### Supplied information
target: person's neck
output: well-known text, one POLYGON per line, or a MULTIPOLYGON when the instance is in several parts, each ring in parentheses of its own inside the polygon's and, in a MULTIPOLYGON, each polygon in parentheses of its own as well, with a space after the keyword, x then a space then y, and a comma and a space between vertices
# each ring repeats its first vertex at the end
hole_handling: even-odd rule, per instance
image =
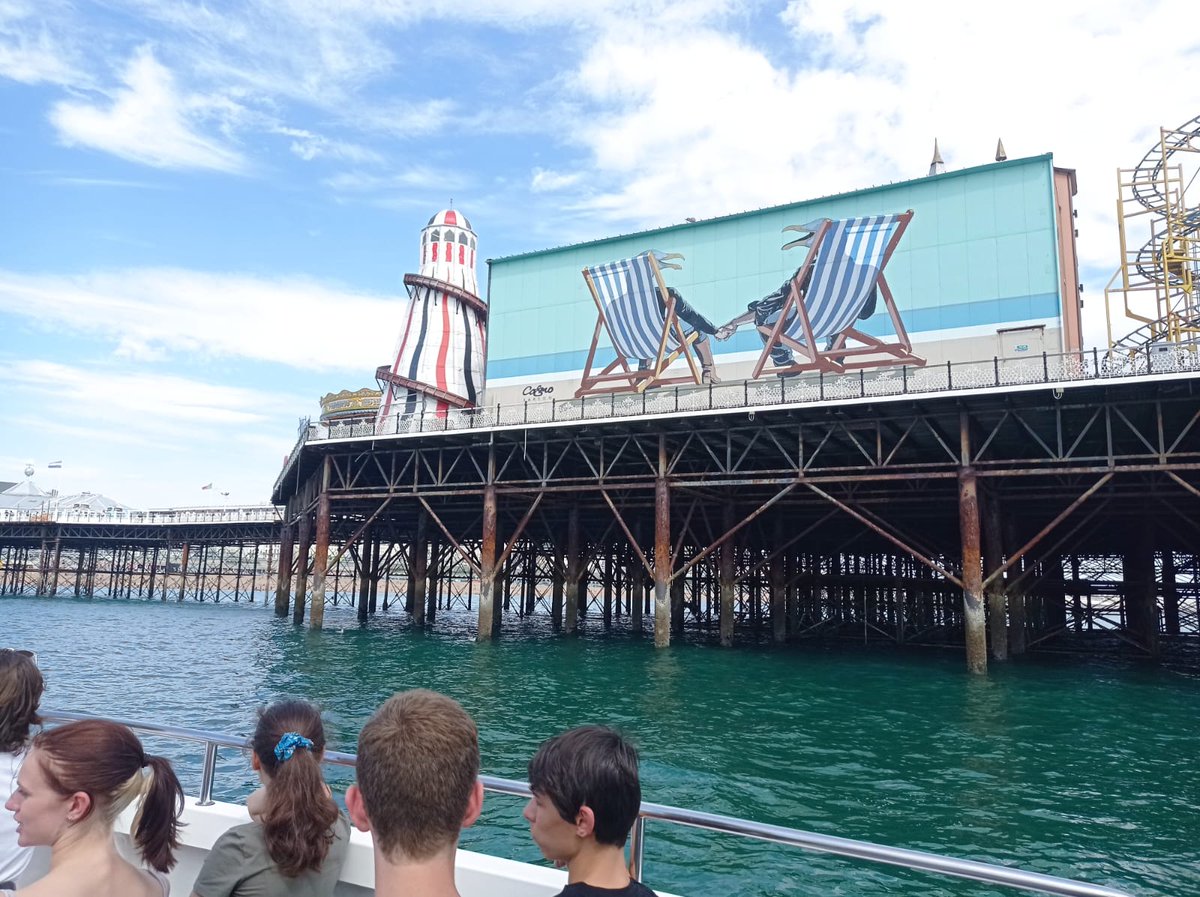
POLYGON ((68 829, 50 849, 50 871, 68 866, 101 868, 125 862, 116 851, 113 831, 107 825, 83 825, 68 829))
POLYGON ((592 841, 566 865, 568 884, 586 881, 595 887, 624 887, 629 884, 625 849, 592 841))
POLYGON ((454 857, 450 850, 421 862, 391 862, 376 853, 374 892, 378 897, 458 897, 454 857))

### What this task involves
Please quote the listing above word for word, leaving the picture out of your answer.

### Reply to the task
target: person's neck
output: well-known text, one POLYGON per line, or a MULTIPOLYGON when the instance is in several parts, each ring in parentheses of its own inside the polygon's and, in a MULTIPOLYGON, each polygon in parentheses of its own as well, with a space after the keyword, x then a space then y, and a comma and a space between vertices
# each ring repeats its first vertex at the end
hole_handling: even-odd rule, per instance
image =
POLYGON ((68 829, 50 849, 50 871, 68 866, 101 868, 125 862, 116 851, 113 831, 107 825, 83 825, 68 829))
POLYGON ((592 841, 566 865, 568 884, 586 881, 595 887, 624 887, 629 884, 625 849, 592 841))
POLYGON ((454 857, 450 850, 421 862, 391 862, 376 853, 374 892, 378 897, 458 897, 454 857))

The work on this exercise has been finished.